[EXERCISE DESCRIPTION]
Select the lines below containing the word "trousers".

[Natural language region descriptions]
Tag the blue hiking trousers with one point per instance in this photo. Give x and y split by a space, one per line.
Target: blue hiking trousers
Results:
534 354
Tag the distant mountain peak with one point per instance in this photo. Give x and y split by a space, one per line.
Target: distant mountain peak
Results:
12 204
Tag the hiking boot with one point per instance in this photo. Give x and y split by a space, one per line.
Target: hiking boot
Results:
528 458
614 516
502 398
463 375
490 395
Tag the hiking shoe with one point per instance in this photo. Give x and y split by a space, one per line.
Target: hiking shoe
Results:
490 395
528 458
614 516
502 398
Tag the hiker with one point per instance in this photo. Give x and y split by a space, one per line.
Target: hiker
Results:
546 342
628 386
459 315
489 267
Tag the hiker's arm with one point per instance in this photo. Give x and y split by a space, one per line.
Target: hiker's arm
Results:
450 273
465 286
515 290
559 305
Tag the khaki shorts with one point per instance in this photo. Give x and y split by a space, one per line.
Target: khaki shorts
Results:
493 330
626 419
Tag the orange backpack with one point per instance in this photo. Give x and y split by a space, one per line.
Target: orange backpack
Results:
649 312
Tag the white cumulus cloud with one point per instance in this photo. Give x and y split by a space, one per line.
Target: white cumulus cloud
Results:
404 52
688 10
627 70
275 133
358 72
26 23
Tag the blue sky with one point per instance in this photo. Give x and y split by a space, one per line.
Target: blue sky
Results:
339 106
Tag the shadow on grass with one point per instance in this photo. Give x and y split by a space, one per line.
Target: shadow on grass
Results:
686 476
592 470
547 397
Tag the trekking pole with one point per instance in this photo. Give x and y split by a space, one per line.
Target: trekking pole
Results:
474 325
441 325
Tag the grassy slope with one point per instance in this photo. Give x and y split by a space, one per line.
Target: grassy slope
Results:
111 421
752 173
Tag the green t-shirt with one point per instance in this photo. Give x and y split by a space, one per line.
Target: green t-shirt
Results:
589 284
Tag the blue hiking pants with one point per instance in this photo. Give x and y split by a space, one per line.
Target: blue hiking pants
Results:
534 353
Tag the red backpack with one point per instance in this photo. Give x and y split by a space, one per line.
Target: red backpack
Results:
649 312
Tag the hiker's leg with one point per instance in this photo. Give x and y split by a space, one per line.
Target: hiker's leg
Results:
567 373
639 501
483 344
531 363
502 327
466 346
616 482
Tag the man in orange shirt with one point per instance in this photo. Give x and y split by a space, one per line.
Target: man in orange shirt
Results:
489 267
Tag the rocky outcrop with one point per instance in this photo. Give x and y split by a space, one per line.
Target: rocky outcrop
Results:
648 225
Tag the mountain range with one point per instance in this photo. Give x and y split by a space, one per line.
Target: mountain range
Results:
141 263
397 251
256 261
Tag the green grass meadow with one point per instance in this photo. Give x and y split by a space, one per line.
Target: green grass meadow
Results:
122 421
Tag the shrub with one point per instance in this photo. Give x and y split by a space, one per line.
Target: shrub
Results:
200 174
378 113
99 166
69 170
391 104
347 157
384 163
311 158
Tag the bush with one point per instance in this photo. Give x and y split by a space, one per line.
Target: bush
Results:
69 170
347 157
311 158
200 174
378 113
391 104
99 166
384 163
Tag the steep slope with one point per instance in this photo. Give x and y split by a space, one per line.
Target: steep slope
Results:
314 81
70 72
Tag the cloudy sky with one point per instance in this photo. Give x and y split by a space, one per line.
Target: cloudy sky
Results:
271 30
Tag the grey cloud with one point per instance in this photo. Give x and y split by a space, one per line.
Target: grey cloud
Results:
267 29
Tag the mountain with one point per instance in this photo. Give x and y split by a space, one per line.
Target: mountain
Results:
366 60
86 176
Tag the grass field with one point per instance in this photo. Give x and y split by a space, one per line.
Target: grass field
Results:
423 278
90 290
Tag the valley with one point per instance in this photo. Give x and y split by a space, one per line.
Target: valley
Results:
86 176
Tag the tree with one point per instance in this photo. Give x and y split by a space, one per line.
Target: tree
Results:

[ANSWER TO THIS PROBLEM]
Tag the blue hiking trousers with one point per instance in this photo. Give x and y split by a space, one per line.
Target: blue hiking trousers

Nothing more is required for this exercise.